# [Written problem]
Pick out and copy every line of the entries that contains the word "bridge".

▶

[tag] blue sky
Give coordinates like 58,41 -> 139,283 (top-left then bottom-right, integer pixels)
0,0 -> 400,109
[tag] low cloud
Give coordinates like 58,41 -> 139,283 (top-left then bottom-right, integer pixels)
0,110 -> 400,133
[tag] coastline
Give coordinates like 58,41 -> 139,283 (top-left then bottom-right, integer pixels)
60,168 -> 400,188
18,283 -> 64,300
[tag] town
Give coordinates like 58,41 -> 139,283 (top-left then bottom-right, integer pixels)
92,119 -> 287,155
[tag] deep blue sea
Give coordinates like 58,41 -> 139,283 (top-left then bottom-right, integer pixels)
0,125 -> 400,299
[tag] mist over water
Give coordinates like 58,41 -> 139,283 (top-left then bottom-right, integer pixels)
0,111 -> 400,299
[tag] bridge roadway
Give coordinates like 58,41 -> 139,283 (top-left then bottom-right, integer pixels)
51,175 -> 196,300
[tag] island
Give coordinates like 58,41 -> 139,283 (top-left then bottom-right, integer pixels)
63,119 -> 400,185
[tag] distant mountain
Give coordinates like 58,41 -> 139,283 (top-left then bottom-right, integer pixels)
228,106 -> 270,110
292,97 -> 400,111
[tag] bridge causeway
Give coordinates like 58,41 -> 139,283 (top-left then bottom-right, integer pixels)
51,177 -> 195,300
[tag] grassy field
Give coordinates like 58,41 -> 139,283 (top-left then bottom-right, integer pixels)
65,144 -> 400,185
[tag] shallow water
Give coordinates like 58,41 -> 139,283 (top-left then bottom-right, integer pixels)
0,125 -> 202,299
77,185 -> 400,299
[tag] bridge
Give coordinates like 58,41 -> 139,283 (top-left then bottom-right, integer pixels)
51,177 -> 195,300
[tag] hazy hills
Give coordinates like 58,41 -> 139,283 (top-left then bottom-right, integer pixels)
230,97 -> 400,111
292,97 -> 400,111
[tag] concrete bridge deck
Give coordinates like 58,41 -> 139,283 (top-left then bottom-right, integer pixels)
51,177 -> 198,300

◀

# [Expected answer]
[tag] bridge roadway
[tag] bridge causeway
[tag] bridge
[tag] concrete bridge deck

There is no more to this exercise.